[SUPPLIED TEXT — start]
European Political Community Summit

The 8th Summit of the European Political Community was held on 4 May 2026 in Yerevan, Armenia. The European Political Community is an intergovernmental forum that facilitates political and strategic dialogue about the future of Europe. It holds biannual summits.

== Background ==
Armenia was announced as the host of the 8th summit of the European Political Community on 23 May 2025, following the 7th European Political Community Summit held on 2 October 2025 in Copenhagen, Denmark. The Prime Minister of the Republic of Armenia, Nikol Pashinyan announced that the summit would be held on Monday, 4 May 2026, in Yerevan.

The 8th EPC summit was expected to be the largest international political event hosted by Armenia since its independence, with 48 heads of state and government from member states and partner countries expected to attend, together with invited delegates. Alongside the 8th EPC summit, three other high‑level events were planned on 4 and 5 May 2026, including the inaugural EU-Armenia bilateral summit, the state visit of the President of France, Emmanuel Macron, and the Yerevan Dialogue international forum.

At the first ever EU-Armenia summit, the President of the European Council, António Costa, together with the President of the European Commission, Ursula von der Leyen, will represent the EU, and the Prime Minister Nikol Pashinyan will represent Armenia.

The event comes at an important moment for Armenia, given the Joint Declaration reached between Armenia and Azerbaijan on 8 August 2025 in the presence of the President of the United States, Donald Trump, which has been further welcomed by the EU, their joint support for Armenia's Crossroads of Peace initiative and the "Trump Route for International Peace and Prosperity" (TRIPP) connectivity project in the territory of Armenia, as well as the alignment with two EPC strategic topics, including advancing connectivity and addressing evolving security dynamics and regional challenges.
[SUPPLIED TEXT — finish]
PROBLEMS TO SOLVE
(a) According to the summit text, how many heads of state and government were expected to attend the 8th EPC summit?
(b) Reproduce the portion of the summit text starting at "At the first" and ending at "and regional challenges.".
[EXERCISE DATA — start]
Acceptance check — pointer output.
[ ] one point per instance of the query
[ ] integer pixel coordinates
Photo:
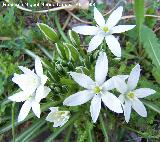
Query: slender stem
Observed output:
(59, 130)
(68, 135)
(103, 127)
(45, 51)
(13, 120)
(90, 136)
(60, 28)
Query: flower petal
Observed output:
(121, 98)
(27, 82)
(95, 42)
(38, 66)
(41, 93)
(25, 70)
(127, 110)
(139, 108)
(101, 68)
(112, 102)
(95, 107)
(19, 97)
(144, 92)
(79, 98)
(36, 108)
(113, 45)
(82, 79)
(24, 110)
(86, 30)
(120, 85)
(108, 85)
(114, 17)
(99, 17)
(134, 77)
(122, 28)
(54, 109)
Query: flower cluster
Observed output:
(98, 90)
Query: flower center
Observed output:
(97, 90)
(105, 29)
(130, 95)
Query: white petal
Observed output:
(112, 102)
(50, 117)
(25, 70)
(95, 42)
(19, 97)
(108, 85)
(144, 92)
(95, 107)
(120, 85)
(86, 30)
(134, 77)
(41, 92)
(82, 79)
(114, 17)
(43, 79)
(36, 108)
(101, 68)
(99, 17)
(79, 98)
(121, 98)
(54, 109)
(24, 111)
(122, 28)
(139, 108)
(127, 110)
(38, 66)
(27, 82)
(113, 45)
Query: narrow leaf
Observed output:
(48, 32)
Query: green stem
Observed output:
(90, 136)
(60, 28)
(13, 120)
(43, 108)
(103, 127)
(45, 51)
(69, 131)
(59, 130)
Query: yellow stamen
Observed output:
(97, 90)
(105, 29)
(131, 95)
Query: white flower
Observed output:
(97, 91)
(130, 97)
(58, 117)
(33, 89)
(105, 30)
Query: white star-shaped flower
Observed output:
(130, 96)
(105, 30)
(97, 91)
(58, 117)
(33, 89)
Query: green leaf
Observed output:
(60, 49)
(74, 38)
(48, 32)
(152, 106)
(43, 108)
(139, 12)
(151, 45)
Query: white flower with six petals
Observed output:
(97, 91)
(130, 96)
(105, 30)
(33, 89)
(58, 117)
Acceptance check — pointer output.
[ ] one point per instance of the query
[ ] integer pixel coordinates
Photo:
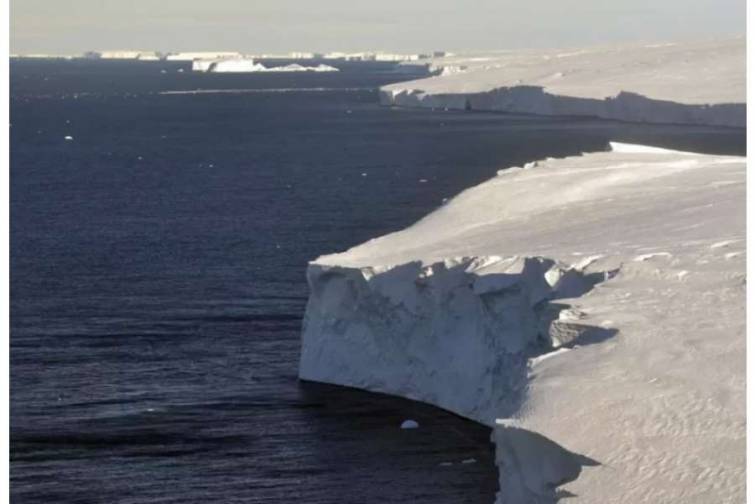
[EXERCISE DATA — finish]
SOLUTIONS BY TASK
(a) 48 heads of state and government were expected to attend.

(b)
At the first ever EU-Armenia summit, the President of the European Council, António Costa, together with the President of the European Commission, Ursula von der Leyen, will represent the EU, and the Prime Minister Nikol Pashinyan will represent Armenia.

The event comes at an important moment for Armenia, given the Joint Declaration reached between Armenia and Azerbaijan on 8 August 2025 in the presence of the President of the United States, Donald Trump, which has been further welcomed by the EU, their joint support for Armenia's Crossroads of Peace initiative and the "Trump Route for International Peace and Prosperity" (TRIPP) connectivity project in the territory of Armenia, as well as the alignment with two EPC strategic topics, including advancing connectivity and addressing evolving security dynamics and regional challenges.